— Begin Given passage —

Exhibition: The Goddess, the Deity & the Cyborg

This group exhibition explores how artists have conjured, revered and reimagined the goddess figure. Drawing from the works in The Women’s Art Collection as well as loans from public and private collections, the exhibition explores the enduring appeal of the goddess and traces how artists have adapted and even transformed the goddess into an ambiguous figure undefined by gender or even bodily form.

Dating from the 1970s to the present day, the curated works include the voices of contemporary artists who present alternative versions of the goddess figure, including non-Western perspectives and ones that complicate accepted notions of the body.

Goddess feminism originated in America in the 1970s. Two of its pioneers are represented in this exhibition. American artist Mary Beth Edelson engaged with the figure of the prehistoric Goddess through photomontages and performances, during which the artist summoned an ancient goddess lost to historical record. Climate activist and eco-feminist Monica Sjöö was a leading member of the goddess movement in the UK. Her painting Earth is Our Mother (1984) includes the symbol of the goddess to suggest the connectedness between women’s cycle of menstruation, birth and menopause and the life and death cycles of the universe.

— End Given passage —
— Begin Provided material —

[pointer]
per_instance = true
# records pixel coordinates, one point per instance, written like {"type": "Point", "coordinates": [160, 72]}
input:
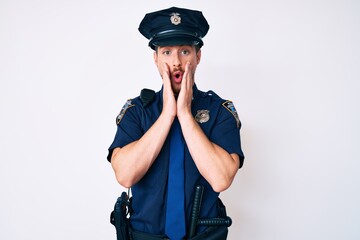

— End Provided material —

> _Written problem A_: Reproduce word for word everything in the exhibition description from "This group exhibition" down to "of the body.".
> _Written problem B_: List the stages of women's cycle that the exhibition description names in its account of the painting Earth is Our Mother.

> _Complete answer A_:
This group exhibition explores how artists have conjured, revered and reimagined the goddess figure. Drawing from the works in The Women’s Art Collection as well as loans from public and private collections, the exhibition explores the enduring appeal of the goddess and traces how artists have adapted and even transformed the goddess into an ambiguous figure undefined by gender or even bodily form.

Dating from the 1970s to the present day, the curated works include the voices of contemporary artists who present alternative versions of the goddess figure, including non-Western perspectives and ones that complicate accepted notions of the body.

> _Complete answer B_: Menstruation, birth and menopause.